Collection entries
◆ ◆ ◆ ◆
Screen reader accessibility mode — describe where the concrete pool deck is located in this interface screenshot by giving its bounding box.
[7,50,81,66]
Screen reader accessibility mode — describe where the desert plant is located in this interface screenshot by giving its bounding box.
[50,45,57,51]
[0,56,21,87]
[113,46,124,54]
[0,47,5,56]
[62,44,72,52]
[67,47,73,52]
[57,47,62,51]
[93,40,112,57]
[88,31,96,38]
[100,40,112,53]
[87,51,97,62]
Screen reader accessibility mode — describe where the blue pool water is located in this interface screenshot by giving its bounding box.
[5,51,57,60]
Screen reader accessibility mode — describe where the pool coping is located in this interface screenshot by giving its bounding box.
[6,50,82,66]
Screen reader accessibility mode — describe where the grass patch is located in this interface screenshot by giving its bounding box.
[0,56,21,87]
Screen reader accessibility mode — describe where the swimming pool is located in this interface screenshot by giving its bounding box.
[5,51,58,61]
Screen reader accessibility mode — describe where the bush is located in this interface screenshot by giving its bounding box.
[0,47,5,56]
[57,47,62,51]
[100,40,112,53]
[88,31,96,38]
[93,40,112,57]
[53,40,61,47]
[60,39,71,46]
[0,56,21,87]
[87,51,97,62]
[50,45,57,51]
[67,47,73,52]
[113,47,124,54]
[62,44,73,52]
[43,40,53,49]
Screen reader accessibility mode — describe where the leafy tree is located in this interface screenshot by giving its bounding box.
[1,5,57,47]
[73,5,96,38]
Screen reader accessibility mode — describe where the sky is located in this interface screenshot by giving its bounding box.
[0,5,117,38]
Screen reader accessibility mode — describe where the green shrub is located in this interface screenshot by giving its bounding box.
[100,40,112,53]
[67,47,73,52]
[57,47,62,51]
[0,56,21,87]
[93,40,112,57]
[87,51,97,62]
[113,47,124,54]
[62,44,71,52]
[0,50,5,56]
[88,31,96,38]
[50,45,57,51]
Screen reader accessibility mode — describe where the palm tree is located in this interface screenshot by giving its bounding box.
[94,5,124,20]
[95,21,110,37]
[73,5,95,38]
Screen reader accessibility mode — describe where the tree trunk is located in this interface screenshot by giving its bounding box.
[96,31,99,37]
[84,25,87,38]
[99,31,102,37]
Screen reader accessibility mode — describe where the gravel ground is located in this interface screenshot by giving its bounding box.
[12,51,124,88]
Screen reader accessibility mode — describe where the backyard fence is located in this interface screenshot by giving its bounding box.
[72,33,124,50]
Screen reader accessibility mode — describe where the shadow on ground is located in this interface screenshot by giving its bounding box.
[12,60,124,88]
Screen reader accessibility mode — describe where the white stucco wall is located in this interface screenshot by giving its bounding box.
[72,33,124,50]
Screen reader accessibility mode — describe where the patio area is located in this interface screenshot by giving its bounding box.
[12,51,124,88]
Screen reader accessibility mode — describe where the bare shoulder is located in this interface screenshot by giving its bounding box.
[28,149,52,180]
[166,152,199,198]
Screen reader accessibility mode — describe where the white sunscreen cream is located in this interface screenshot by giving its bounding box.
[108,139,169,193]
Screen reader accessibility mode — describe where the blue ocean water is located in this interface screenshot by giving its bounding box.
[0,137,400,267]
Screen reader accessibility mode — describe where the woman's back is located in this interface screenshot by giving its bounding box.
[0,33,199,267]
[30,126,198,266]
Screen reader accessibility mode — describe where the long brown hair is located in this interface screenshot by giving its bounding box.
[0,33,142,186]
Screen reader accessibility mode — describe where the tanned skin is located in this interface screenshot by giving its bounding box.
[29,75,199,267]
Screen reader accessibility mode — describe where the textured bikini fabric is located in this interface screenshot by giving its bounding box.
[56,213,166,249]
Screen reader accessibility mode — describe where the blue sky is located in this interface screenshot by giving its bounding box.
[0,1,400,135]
◆ ◆ ◆ ◆
» **Stated exercise**
Render the rows from the start through the line containing "[7,50,81,66]" as a Markdown table with the columns Num and Line. Number each line and leave out any blank lines.

» **Output**
| Num | Line |
|---|---|
| 1 | Screen reader accessibility mode — describe where the concrete pool deck is located in this interface screenshot by giving its bounding box. |
| 2 | [7,50,81,66] |